- _What the task requires_
Take the line that has "Task: Expected behaviour is that every instance of the church" in it and every line after it to the end of the entries, and reproduce them exactly.

Object point labels
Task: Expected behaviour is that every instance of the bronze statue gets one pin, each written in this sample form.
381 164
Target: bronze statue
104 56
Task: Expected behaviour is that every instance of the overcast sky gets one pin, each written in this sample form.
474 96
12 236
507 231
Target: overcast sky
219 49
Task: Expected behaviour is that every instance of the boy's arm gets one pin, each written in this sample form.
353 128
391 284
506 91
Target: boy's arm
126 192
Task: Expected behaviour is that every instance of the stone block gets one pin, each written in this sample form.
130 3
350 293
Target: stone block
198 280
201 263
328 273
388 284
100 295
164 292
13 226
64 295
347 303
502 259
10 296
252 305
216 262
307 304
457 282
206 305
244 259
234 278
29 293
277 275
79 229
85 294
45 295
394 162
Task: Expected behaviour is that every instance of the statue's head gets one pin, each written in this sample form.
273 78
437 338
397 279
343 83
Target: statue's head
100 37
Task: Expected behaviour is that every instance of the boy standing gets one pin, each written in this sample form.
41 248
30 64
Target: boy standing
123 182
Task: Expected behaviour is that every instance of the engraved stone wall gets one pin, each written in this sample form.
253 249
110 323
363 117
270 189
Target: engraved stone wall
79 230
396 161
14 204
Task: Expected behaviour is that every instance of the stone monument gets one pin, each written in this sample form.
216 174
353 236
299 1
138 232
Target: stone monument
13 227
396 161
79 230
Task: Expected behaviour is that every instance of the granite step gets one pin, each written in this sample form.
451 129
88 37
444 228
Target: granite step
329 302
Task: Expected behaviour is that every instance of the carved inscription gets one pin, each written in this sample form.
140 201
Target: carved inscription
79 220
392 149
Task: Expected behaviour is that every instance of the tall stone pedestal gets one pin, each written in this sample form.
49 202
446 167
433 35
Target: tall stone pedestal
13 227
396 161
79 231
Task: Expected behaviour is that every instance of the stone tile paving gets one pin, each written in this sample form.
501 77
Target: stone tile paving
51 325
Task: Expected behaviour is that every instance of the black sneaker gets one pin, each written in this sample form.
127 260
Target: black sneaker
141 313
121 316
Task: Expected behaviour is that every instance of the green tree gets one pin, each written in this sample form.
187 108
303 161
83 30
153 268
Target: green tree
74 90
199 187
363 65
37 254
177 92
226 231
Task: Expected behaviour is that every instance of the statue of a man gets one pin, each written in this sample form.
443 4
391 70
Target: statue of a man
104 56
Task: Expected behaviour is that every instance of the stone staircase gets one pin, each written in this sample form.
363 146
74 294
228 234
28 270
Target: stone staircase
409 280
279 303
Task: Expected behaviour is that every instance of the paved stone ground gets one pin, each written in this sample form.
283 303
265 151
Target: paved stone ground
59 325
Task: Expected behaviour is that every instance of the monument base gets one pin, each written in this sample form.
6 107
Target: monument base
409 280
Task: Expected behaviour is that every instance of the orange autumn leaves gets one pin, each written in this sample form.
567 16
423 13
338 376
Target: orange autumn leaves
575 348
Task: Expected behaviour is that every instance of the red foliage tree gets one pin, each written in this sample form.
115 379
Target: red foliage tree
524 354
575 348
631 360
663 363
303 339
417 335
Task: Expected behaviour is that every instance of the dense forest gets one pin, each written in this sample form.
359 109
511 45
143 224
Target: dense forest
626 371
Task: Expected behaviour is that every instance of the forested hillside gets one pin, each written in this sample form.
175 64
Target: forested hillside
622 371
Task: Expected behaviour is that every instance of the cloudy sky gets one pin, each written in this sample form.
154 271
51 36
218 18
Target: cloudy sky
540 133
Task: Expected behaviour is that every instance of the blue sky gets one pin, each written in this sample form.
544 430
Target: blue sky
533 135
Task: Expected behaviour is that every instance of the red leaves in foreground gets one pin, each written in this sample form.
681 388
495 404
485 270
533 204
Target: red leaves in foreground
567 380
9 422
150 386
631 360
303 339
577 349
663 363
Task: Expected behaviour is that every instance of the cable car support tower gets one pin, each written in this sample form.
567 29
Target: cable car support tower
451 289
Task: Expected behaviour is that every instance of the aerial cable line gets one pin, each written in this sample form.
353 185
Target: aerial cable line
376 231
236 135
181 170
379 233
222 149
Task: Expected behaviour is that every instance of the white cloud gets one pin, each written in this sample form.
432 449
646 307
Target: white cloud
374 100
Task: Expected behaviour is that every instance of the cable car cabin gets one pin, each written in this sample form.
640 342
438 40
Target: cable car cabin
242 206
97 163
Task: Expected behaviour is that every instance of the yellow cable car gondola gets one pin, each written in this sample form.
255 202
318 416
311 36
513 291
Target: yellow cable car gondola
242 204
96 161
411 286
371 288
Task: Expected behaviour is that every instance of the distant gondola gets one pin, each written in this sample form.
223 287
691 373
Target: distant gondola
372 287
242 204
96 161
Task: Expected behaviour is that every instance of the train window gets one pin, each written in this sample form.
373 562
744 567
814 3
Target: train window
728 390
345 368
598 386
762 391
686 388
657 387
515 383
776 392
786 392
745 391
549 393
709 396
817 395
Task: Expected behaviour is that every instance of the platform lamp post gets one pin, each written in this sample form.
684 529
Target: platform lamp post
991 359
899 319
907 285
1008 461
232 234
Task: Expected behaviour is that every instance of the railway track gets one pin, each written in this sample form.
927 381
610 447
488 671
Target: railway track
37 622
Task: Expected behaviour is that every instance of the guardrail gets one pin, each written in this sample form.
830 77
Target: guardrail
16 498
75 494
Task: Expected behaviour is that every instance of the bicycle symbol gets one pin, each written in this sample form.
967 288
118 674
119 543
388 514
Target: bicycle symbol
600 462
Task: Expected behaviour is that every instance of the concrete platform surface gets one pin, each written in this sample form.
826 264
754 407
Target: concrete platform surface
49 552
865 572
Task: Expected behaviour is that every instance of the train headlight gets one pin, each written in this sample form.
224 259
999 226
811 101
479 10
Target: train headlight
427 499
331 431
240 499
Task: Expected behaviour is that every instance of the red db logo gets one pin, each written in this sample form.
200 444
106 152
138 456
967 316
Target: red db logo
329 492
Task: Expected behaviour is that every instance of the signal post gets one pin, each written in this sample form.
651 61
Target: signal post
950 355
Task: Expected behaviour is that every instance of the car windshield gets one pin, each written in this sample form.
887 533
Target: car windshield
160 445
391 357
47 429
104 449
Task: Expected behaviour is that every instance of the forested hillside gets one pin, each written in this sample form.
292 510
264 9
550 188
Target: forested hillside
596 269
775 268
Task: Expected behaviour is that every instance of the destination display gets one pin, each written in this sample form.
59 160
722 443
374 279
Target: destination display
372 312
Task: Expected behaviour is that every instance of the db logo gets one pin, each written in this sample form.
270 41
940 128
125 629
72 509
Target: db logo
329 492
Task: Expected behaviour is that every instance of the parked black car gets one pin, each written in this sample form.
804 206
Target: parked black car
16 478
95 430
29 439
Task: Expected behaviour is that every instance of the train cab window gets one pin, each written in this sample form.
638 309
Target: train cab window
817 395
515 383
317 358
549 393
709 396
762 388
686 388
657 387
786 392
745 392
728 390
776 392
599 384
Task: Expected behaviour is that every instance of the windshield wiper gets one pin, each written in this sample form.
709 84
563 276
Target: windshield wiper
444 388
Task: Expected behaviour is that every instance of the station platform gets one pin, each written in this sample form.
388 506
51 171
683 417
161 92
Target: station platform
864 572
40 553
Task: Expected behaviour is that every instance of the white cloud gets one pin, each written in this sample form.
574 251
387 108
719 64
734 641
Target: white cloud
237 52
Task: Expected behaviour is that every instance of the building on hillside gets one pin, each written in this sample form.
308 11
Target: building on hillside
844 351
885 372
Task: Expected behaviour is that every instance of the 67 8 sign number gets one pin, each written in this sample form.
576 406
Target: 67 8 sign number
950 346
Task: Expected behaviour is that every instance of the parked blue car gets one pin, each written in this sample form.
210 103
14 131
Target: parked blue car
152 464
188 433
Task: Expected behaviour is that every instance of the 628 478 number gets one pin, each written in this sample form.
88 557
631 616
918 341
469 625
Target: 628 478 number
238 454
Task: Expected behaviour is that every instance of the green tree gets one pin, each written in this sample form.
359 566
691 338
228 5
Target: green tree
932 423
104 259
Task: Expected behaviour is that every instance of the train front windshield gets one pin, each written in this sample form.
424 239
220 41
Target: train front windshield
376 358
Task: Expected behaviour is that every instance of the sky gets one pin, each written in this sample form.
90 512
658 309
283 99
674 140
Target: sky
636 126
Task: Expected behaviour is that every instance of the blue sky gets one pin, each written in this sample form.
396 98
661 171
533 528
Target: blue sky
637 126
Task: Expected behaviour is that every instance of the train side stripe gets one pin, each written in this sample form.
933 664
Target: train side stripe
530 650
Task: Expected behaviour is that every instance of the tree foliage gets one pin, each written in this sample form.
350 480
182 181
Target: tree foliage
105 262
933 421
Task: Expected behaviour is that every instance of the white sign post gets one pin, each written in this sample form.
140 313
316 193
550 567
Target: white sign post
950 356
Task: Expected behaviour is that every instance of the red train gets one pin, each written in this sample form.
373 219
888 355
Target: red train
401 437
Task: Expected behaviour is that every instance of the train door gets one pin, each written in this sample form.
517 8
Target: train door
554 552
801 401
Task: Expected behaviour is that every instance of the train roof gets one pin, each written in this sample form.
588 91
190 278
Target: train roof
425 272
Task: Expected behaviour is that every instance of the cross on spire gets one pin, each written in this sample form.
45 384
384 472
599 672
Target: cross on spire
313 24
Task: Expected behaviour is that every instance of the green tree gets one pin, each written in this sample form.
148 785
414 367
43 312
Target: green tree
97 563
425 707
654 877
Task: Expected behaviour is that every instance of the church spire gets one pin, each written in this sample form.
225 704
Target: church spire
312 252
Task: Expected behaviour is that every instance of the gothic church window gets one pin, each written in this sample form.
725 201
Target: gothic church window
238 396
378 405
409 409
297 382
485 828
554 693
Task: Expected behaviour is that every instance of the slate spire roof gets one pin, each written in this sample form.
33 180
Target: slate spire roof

- _The result_
Task: Expected behaviour is that every instance of the church spire gets one pin, each written in this sample form.
225 704
Target: church spire
312 252
Task: Expected behaviour is that every instance of the gothic church window gets one pin, each written in this sample form.
725 201
Target: gothic church window
238 396
378 405
409 409
297 382
485 828
554 693
Task: Expected behaviour is that every instance of the slate spire roof gets one pin, each written in this sample form.
33 180
Target: slate spire roof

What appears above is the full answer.